* Set exercise 1: Write out the part of the climate article below from "Tuesday, May 19, 2020" to "from melting glaciers.", word for word.
start Text block
Tuesday, May 19, 2020

An uncharted 21-23rd centuries’ climate territory

by Andrew Glikson


21–23ʳᵈ centuries’ transient ocean cooling events (stadials), triggered by ice melt flow from the Greenland and Antarctic ice sheets into the adjacent oceans, herald conditions analogous in part to those of the Younger Dryas stadial (12.9–11.7 kyr) which succeeded the pre-Holocene Bölling-Allerod thermal maximum. The subsequent Younger Dryas cooling event was associated with penetration of polar air masses and ocean currents, leading to storminess, analogous to recent breaching of the weakened polar jet stream boundary, ensuing in major snow storms in North America and Europe and cooling of parts of the North Atlantic Ocean and parts of the circum-Antarctic ocean triggered by the flow of ice melt water from melting glaciers.

21–23ʳᵈ Centuries’ Stadial freeze events

IPCC climate change projections for 2100-2300 portray linear to curved temperature progressions (SPM-5). By contrast, examination of transient cooling events (stadials) which ensued from the flow of ice melt water into the oceans during peak interglacial warming events portray abrupt temperature variations (Fig. 1). The current flow of ice melt water from Greenland and Antarctica ensuing from Anthropogenic global warming is leading to regional ocean cooling in the North Atlantic near Greenland and around Antarctica (Rahmstorf et al, 2015; Hansen et al. (2016); Bronselaer et al. 2018; Purkey et al. 2018; Vernet et al. 2019) (Fig. 2). The incipient developments of ice melt-derived cold water pools in ocean regions adjacent to the large ice sheets imply portents of future stadial events such as, inexplicably, are not indicated by the predominantly linear IPCC climate projections for the 21–23ʳᵈ centuries (IPCC AR5). By contrast, as modelled by Hansen et al. (2016) and Bronselaer et al. (2018), under high greenhouse gas and temperature rise trajectories (RCP8.5), the ice meltwater flow into the oceans from the Antarctic and Greenland ice sheets would lead to cooling of large regions of the ocean, with major consequences for future climate projections. This would include the build-up of large cool ocean pools in the North Atlantic south of Greenland (Rahmstorf et al, 2015) (Fig. 2A) and around Antarctica (Fig. 2B).

Depending on different greenhouse emission scenarios (IPCC 2019; van Vuren et. al. (2011), including the CO₂ forcing-equivalents of methane (CH4) and nitrous oxide (N2O), the total CO₂–equivalent rise amounts to 496 ppm (NOAA, 2019), close to transcending the melting points of large parts of the Greenland and Antarctica ice sheets. Given the extreme rise in temperature since the mid-20th Century, where the oceans heat contents is rising, an incipient cooling of near-surface sub-Greenland and sub-Antarctic ocean regions raises the question whether incipient stadial events, perhaps analogous to the Younger Dryas stadial (Johnsen et al. 1972; Severinghaus et al. 1998), may be developing?
end Text block
start Excerpted records
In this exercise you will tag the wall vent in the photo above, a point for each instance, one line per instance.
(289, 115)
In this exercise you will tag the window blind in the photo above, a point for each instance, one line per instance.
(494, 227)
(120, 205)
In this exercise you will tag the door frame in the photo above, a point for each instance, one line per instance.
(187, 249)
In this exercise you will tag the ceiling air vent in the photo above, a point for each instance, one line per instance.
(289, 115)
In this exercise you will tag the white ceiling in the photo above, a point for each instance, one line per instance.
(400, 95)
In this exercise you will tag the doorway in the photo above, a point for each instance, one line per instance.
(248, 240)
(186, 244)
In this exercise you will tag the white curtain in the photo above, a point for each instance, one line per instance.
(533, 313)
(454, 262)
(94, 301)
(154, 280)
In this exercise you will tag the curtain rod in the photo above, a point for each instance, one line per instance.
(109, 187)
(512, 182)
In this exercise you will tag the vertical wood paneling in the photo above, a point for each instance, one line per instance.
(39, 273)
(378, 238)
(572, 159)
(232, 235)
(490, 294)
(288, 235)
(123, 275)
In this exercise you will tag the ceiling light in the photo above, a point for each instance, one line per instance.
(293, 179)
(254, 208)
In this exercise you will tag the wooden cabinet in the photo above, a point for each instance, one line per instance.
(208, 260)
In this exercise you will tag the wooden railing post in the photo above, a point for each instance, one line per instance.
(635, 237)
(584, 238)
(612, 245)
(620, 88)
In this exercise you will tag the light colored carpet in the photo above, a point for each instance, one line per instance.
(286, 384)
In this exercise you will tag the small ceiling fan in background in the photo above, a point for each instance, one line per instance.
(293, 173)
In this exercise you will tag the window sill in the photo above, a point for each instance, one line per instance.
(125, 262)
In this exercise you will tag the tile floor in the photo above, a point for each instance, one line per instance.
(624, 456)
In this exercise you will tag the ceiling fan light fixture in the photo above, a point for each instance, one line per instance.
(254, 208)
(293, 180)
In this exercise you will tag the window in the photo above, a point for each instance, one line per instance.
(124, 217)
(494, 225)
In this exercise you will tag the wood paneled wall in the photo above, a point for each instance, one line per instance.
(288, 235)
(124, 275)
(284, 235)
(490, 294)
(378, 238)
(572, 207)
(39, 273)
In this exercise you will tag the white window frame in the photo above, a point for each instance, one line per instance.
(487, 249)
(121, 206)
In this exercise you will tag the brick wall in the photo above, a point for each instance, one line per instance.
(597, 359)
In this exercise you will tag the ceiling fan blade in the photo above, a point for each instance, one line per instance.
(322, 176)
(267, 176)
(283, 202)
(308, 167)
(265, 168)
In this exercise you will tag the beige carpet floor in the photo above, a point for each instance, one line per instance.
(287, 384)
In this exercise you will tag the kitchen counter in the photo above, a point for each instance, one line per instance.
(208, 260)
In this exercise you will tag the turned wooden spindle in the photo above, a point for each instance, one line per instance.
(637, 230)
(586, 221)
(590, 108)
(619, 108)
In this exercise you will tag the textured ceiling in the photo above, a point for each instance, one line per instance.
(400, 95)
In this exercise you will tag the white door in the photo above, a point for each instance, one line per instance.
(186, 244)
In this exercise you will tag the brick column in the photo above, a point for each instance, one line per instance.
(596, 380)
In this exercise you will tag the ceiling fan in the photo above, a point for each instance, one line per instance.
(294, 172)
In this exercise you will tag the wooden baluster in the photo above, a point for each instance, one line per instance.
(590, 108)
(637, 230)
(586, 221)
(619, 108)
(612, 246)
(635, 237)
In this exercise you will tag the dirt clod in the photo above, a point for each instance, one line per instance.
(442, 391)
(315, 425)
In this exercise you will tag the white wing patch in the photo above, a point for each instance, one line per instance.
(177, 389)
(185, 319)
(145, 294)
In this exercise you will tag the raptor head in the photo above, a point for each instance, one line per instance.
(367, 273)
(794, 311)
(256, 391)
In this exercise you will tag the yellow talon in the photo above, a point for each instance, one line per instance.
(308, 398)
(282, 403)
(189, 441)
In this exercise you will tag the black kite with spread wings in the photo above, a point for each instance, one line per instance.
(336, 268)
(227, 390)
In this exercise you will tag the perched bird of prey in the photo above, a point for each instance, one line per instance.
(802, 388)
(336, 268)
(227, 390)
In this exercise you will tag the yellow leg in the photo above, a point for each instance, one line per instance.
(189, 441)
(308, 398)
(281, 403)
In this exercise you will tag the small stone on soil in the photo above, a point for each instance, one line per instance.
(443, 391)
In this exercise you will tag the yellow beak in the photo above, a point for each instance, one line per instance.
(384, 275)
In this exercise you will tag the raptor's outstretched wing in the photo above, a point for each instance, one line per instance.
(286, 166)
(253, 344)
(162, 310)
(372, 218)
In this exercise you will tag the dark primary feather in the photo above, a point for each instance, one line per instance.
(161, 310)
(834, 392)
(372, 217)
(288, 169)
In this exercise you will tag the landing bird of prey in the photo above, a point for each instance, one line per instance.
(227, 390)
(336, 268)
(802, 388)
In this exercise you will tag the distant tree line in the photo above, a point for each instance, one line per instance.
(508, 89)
end Excerpted records
* Set exercise 2: Find every line in the rows above that contains the word "bird" and copy each one.

* Full solution 1:
Tuesday, May 19, 2020

An uncharted 21-23rd centuries’ climate territory

by Andrew Glikson


21–23ʳᵈ centuries’ transient ocean cooling events (stadials), triggered by ice melt flow from the Greenland and Antarctic ice sheets into the adjacent oceans, herald conditions analogous in part to those of the Younger Dryas stadial (12.9–11.7 kyr) which succeeded the pre-Holocene Bölling-Allerod thermal maximum. The subsequent Younger Dryas cooling event was associated with penetration of polar air masses and ocean currents, leading to storminess, analogous to recent breaching of the weakened polar jet stream boundary, ensuing in major snow storms in North America and Europe and cooling of parts of the North Atlantic Ocean and parts of the circum-Antarctic ocean triggered by the flow of ice melt water from melting glaciers.

* Full solution 2:
In this exercise you will tag the perched bird of prey in the photo above, a point for each instance, one line per instance.
In this exercise you will tag the landing bird of prey in the photo above, a point for each instance, one line per instance.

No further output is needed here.